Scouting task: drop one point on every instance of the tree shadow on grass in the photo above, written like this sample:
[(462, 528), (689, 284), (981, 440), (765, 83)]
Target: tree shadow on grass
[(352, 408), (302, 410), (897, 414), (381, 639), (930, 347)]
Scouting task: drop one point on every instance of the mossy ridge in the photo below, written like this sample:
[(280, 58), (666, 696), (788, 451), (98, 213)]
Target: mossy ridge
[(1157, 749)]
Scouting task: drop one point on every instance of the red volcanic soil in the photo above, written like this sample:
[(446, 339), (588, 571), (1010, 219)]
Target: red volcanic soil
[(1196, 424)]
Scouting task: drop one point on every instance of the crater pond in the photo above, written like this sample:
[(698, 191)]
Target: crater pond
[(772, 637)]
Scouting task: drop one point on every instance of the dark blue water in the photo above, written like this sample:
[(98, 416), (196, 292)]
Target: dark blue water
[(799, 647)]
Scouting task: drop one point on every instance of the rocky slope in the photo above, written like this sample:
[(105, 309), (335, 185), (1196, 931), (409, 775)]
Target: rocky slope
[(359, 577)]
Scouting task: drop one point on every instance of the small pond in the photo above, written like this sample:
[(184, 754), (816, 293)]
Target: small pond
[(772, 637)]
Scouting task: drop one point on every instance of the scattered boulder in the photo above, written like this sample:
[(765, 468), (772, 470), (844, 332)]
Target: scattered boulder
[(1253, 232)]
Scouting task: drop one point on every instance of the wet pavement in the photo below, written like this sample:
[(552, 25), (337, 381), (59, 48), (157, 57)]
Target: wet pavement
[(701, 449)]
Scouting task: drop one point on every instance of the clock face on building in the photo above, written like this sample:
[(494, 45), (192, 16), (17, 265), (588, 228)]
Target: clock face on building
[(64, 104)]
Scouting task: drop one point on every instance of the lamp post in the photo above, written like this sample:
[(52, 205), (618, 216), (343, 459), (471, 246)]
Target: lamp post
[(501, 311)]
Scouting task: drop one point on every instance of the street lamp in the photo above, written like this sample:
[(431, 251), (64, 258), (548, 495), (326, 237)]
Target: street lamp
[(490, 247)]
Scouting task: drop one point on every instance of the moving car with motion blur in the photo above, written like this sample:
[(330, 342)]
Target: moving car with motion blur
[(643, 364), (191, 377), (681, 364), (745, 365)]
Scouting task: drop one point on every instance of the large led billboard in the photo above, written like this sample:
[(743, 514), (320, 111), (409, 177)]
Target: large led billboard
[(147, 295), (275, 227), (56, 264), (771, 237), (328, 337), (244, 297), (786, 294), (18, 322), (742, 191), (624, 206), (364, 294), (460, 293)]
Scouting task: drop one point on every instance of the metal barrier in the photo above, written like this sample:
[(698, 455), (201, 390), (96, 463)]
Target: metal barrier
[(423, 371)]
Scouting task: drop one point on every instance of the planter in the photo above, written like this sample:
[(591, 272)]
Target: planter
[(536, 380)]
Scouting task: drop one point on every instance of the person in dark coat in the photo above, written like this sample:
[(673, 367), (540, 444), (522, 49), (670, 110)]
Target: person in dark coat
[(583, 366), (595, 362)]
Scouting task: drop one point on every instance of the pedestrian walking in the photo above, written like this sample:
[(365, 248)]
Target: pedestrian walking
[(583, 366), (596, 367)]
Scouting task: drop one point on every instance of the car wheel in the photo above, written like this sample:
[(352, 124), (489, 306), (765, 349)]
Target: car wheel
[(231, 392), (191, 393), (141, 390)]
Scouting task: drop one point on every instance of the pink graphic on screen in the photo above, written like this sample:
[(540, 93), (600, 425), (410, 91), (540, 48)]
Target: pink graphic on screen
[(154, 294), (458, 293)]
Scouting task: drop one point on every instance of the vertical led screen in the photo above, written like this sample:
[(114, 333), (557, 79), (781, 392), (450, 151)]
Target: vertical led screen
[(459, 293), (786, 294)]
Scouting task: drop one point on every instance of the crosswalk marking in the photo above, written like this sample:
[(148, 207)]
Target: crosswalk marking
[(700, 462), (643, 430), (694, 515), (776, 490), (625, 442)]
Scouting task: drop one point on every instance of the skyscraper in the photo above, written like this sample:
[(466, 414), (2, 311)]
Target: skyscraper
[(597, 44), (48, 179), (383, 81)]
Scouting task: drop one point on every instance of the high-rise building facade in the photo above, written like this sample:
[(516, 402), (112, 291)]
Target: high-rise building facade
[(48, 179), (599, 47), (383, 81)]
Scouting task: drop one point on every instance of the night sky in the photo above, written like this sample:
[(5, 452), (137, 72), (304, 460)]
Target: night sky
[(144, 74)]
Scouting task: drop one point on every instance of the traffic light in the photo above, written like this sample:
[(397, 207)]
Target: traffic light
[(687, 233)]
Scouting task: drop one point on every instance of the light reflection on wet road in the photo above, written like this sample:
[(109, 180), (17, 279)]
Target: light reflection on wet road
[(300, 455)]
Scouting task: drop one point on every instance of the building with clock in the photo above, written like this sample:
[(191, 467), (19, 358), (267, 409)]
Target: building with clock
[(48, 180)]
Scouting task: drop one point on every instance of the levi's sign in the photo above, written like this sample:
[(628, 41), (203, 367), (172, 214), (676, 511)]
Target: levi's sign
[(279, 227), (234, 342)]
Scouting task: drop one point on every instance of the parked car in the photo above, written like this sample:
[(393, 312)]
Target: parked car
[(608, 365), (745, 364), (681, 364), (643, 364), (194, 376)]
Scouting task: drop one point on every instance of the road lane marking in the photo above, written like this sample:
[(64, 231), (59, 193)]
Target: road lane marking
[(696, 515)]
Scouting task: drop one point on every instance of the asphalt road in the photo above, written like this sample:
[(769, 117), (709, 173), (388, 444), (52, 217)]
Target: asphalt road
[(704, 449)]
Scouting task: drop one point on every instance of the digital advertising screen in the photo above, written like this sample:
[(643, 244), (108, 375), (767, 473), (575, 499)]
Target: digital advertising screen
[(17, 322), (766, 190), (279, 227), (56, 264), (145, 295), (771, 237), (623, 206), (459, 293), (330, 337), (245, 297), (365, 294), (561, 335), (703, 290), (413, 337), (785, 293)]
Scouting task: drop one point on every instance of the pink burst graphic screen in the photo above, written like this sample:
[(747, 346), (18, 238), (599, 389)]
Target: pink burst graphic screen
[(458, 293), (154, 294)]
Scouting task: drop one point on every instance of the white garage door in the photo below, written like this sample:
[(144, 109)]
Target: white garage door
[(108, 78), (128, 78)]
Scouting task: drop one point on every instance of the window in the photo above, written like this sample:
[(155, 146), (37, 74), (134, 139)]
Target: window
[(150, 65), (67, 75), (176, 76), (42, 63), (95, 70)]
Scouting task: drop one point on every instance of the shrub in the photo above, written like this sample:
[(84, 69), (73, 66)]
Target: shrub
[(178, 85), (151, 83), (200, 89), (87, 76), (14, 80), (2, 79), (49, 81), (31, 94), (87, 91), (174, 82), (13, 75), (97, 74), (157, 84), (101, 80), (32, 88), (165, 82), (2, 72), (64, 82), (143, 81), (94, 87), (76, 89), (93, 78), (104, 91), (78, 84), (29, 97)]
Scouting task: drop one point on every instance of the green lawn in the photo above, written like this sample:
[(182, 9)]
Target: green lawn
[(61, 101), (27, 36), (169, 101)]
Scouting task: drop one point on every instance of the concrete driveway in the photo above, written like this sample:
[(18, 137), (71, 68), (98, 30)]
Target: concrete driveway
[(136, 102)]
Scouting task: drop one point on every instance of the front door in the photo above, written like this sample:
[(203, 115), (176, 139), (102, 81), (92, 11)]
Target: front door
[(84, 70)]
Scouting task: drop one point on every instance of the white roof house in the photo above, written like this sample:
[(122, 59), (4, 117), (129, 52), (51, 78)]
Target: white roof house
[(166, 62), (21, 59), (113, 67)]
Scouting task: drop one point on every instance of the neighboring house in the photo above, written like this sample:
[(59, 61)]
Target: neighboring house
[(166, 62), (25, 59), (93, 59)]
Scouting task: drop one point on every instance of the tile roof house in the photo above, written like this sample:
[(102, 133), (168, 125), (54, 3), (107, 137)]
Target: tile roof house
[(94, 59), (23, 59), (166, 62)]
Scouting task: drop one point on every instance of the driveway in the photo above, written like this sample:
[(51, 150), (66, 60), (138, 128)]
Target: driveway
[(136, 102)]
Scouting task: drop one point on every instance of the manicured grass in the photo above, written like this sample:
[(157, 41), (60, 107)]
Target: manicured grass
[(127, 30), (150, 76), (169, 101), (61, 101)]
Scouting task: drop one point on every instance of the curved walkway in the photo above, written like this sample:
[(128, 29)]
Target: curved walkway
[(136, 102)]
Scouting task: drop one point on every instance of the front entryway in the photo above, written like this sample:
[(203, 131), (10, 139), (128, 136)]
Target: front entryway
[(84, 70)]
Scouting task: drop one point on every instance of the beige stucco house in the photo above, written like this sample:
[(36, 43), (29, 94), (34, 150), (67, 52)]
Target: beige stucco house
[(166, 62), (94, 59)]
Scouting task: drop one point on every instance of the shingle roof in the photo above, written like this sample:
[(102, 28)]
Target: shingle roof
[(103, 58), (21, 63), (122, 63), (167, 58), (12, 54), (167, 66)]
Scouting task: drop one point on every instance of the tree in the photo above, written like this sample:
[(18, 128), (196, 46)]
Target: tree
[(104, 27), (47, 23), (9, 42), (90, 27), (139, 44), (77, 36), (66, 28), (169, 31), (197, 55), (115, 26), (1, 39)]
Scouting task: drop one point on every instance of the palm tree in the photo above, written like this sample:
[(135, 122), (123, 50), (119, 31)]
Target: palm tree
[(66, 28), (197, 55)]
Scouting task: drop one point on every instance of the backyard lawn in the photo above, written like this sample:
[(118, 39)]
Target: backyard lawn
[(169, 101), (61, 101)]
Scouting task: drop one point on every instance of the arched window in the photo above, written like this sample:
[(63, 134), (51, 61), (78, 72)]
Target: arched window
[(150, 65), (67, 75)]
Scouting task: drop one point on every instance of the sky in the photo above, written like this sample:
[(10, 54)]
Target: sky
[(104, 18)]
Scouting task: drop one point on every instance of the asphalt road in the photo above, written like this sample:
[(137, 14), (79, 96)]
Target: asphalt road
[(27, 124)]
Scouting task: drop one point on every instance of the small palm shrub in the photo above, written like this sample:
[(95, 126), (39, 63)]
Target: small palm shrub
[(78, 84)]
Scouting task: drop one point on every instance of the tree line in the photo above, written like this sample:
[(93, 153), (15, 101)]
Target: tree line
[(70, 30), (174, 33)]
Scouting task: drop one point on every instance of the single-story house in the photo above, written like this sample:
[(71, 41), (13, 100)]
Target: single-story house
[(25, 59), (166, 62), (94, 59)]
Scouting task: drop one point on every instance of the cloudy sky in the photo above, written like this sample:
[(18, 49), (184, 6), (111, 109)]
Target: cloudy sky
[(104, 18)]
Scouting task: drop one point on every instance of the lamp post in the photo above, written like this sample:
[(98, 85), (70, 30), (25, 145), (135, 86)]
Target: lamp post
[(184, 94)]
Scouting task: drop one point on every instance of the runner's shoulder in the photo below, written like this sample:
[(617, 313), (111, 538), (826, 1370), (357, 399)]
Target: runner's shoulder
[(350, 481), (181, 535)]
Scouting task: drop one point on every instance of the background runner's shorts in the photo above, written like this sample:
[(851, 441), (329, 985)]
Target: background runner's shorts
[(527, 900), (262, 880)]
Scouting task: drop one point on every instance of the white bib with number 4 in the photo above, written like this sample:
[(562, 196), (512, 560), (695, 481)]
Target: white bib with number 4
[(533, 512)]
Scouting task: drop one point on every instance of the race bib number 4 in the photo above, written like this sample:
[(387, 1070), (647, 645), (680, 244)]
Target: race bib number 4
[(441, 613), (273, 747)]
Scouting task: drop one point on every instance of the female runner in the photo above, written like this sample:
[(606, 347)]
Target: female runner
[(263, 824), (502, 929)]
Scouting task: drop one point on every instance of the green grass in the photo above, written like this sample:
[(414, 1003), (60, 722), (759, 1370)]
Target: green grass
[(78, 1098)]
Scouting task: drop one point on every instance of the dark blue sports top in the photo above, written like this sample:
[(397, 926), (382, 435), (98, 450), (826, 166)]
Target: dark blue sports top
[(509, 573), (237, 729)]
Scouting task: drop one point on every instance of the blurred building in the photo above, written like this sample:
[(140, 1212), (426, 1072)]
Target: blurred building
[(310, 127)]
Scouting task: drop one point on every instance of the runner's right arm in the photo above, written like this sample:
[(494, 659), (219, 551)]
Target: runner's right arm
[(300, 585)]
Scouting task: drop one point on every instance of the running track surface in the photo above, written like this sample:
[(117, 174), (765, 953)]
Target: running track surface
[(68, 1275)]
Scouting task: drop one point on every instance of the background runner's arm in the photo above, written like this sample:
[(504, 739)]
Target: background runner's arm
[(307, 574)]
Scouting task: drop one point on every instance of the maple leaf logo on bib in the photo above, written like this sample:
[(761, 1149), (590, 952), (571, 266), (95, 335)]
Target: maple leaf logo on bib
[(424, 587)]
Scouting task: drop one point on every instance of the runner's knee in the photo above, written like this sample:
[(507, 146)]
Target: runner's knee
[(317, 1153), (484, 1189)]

--

■ **THE TASK**: Begin with the line containing "[(117, 174), (765, 953)]" and repeat each line exactly until the records above end.

■ **SOLUTION TO THIS EXERCISE**:
[(117, 174), (765, 953)]
Target: running track surface
[(68, 1275)]
Scouting task: drop one point on every instance of the background runner's arm in the photo above, written like this sample:
[(504, 739)]
Target: background runner's arm
[(307, 574)]
Scouting task: drop one point on every instance of the maple leaf logo on bib in the photo above, written like this sample:
[(761, 1149), (590, 952), (571, 266), (95, 335)]
Target: maple leaf logo on bib
[(424, 587)]
Scouting task: drop one point on every instance of the runner's knee in the photo above, written like this sample:
[(507, 146)]
Target: runner's knee
[(317, 1153), (484, 1189)]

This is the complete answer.